(TASK INPUT Opens)

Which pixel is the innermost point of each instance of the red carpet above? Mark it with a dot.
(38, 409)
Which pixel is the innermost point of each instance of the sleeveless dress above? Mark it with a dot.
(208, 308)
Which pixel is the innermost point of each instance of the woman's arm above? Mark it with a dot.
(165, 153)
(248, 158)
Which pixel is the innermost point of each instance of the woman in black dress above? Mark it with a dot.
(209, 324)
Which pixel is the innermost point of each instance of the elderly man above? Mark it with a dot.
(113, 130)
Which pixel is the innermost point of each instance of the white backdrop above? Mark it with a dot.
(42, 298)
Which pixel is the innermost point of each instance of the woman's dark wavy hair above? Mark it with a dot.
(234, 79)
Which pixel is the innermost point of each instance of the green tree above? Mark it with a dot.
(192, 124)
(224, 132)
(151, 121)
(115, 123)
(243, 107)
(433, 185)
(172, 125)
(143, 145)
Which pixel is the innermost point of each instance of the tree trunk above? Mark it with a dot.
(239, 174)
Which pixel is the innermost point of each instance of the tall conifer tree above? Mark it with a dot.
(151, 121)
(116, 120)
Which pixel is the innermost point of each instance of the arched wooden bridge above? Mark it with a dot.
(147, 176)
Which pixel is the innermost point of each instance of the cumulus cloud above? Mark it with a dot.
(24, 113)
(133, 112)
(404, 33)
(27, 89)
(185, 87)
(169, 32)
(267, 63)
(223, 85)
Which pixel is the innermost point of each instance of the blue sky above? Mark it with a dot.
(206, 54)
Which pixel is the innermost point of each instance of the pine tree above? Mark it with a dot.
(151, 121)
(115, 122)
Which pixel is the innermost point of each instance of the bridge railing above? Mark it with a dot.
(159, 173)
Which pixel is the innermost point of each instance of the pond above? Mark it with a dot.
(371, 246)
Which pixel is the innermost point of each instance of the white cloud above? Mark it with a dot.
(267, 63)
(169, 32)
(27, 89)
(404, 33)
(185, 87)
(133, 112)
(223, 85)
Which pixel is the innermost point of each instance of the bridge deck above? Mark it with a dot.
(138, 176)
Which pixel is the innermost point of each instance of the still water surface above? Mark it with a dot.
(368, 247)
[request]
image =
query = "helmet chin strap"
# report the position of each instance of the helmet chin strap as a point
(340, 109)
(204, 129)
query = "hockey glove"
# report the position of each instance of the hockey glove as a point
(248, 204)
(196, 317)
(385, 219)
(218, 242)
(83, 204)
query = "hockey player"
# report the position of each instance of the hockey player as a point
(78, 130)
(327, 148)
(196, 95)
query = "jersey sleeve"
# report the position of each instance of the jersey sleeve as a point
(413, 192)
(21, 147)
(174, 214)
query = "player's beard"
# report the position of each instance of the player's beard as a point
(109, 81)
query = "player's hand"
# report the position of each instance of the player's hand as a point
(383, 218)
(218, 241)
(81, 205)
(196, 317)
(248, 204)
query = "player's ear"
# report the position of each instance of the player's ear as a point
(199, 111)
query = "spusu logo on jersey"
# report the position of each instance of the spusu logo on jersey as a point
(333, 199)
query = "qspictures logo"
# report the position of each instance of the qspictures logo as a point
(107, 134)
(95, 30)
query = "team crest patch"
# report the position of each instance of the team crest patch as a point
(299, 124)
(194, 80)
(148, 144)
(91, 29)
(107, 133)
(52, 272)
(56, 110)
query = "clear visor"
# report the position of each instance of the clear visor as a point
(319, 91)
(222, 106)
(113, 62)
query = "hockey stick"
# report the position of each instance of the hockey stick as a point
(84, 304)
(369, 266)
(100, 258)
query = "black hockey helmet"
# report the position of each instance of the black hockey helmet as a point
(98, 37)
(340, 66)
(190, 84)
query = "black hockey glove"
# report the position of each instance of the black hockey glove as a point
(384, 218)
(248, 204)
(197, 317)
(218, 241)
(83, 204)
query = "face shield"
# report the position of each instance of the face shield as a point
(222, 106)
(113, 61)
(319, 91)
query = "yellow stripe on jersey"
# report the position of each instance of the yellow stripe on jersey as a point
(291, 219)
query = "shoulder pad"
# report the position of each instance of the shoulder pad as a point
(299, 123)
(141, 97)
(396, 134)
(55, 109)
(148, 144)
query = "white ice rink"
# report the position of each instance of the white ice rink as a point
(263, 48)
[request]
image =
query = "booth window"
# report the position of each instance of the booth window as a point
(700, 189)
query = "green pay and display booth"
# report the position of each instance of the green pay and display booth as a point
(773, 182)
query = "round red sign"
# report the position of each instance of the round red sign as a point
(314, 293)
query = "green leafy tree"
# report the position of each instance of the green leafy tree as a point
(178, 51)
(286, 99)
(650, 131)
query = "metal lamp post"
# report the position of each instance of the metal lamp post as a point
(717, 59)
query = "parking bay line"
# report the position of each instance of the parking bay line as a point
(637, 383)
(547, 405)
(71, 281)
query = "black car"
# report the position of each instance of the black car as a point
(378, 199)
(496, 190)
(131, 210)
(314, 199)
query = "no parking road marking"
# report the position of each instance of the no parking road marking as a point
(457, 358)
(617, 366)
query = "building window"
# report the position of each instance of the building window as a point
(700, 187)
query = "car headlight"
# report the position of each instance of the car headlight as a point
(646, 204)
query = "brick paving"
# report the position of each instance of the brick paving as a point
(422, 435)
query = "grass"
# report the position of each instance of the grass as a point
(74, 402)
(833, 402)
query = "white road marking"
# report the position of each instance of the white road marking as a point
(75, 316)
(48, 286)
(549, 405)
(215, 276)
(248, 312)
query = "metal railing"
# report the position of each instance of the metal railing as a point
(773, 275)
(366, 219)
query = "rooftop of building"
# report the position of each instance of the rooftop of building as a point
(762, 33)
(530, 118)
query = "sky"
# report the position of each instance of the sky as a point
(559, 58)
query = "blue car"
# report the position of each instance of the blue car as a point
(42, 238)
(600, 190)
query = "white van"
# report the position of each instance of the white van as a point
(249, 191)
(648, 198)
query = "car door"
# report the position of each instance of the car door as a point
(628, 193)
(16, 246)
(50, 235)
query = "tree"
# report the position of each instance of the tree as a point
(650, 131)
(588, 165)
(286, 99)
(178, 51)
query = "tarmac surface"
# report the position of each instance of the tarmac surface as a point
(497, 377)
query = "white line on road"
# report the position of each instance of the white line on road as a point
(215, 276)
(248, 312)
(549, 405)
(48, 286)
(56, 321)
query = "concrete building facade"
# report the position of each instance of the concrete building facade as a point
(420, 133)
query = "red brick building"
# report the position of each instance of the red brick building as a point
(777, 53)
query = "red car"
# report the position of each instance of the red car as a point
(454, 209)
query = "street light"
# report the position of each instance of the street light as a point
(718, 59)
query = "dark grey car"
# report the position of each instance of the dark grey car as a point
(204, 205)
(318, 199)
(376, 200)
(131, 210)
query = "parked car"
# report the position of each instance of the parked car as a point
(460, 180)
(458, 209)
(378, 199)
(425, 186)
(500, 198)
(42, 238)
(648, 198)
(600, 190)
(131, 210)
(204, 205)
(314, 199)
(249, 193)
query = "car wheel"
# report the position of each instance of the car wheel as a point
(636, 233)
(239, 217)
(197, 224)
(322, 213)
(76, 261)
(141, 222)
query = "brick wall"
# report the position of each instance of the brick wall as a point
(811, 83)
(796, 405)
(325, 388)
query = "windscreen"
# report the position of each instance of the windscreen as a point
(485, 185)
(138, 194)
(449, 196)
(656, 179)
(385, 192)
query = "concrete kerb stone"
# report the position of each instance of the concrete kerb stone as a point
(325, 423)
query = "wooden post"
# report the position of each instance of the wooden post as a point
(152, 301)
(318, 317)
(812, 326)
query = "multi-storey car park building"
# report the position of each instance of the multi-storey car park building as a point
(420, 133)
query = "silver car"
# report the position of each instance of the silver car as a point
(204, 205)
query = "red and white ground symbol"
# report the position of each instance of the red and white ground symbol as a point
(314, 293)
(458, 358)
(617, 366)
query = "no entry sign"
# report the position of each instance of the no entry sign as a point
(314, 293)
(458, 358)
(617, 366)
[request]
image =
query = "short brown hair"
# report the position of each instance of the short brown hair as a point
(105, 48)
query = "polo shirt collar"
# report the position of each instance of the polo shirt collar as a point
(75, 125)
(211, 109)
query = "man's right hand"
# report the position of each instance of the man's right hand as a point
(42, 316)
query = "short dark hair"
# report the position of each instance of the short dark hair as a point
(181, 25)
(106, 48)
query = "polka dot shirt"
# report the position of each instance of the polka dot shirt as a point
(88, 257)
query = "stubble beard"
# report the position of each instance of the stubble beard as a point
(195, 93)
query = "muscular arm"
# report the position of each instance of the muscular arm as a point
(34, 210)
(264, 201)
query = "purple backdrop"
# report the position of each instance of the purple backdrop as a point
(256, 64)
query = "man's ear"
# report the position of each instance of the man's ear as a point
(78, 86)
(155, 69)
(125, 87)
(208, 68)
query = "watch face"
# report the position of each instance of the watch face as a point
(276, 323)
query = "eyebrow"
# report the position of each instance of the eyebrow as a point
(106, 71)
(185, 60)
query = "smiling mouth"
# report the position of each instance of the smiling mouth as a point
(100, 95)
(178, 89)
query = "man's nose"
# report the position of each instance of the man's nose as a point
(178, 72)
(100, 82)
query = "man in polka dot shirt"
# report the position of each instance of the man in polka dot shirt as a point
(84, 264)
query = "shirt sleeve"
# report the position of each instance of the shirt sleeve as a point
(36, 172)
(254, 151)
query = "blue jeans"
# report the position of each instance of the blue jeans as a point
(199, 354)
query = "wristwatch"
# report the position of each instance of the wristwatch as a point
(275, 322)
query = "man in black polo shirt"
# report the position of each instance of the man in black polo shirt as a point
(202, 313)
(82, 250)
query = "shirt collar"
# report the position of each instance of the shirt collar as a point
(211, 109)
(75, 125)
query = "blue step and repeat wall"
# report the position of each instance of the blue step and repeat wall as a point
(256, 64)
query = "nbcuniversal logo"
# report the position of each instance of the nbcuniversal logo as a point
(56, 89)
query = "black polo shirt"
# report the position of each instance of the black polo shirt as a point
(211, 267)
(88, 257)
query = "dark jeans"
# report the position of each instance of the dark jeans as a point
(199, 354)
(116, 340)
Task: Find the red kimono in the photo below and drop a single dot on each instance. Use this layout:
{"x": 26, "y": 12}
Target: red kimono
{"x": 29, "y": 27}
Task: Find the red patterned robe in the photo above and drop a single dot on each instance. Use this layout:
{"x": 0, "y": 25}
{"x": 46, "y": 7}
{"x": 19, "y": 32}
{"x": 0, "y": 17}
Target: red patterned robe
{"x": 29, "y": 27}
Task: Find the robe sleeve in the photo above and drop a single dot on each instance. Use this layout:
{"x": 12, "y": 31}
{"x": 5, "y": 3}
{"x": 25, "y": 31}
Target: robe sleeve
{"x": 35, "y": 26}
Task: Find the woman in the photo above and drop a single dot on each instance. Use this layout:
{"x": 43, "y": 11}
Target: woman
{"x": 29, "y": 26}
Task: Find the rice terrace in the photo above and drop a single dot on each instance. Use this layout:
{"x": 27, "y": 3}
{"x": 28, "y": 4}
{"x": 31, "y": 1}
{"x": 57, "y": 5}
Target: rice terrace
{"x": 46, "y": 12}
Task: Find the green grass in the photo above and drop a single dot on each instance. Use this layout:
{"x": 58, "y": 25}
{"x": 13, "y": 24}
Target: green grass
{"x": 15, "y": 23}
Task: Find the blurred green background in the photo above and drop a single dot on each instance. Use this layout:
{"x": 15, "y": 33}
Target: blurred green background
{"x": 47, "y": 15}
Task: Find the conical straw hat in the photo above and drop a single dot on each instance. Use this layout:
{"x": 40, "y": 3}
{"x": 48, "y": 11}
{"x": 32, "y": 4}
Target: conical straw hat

(TASK INPUT Closes)

#### PROBLEM TO WORK ON:
Beginning at the line with "# report the position of each instance of the black polo", write out each line exactly as it stands until the listing ends, and add nothing.

#### REPLY TO THE TASK:
# report the position of each instance of the black polo shirt as a point
(211, 267)
(88, 257)
query = "dark jeans"
# report the position of each instance of the dark jeans as a point
(199, 354)
(116, 340)
Task: Find the red kimono in the photo below and drop a single dot on each instance. Use this layout:
{"x": 26, "y": 12}
Target: red kimono
{"x": 29, "y": 27}
Task: Find the red patterned robe in the photo above and drop a single dot on each instance. Use this layout:
{"x": 0, "y": 25}
{"x": 46, "y": 7}
{"x": 19, "y": 32}
{"x": 0, "y": 17}
Target: red patterned robe
{"x": 29, "y": 27}
Task: Find the robe sleeve in the photo above and drop a single dot on each instance. Use this layout:
{"x": 12, "y": 31}
{"x": 5, "y": 3}
{"x": 25, "y": 31}
Target: robe sleeve
{"x": 35, "y": 26}
Task: Find the woman in the photo above and drop a single dot on each instance. Use this layout:
{"x": 43, "y": 11}
Target: woman
{"x": 29, "y": 26}
Task: Find the rice terrace in the photo above and drop a single dot on each instance. Use this layout:
{"x": 27, "y": 3}
{"x": 28, "y": 4}
{"x": 31, "y": 1}
{"x": 57, "y": 5}
Target: rice terrace
{"x": 46, "y": 12}
Task: Find the green grass in the photo above and drop a single dot on each instance. Use this layout:
{"x": 58, "y": 25}
{"x": 13, "y": 24}
Target: green grass
{"x": 15, "y": 23}
Task: Find the blurred green background in the photo above and drop a single dot on each instance. Use this layout:
{"x": 15, "y": 33}
Target: blurred green background
{"x": 47, "y": 15}
Task: Find the conical straw hat in the photo above and drop a single dot on each instance. Use this layout:
{"x": 40, "y": 3}
{"x": 48, "y": 11}
{"x": 32, "y": 4}
Target: conical straw hat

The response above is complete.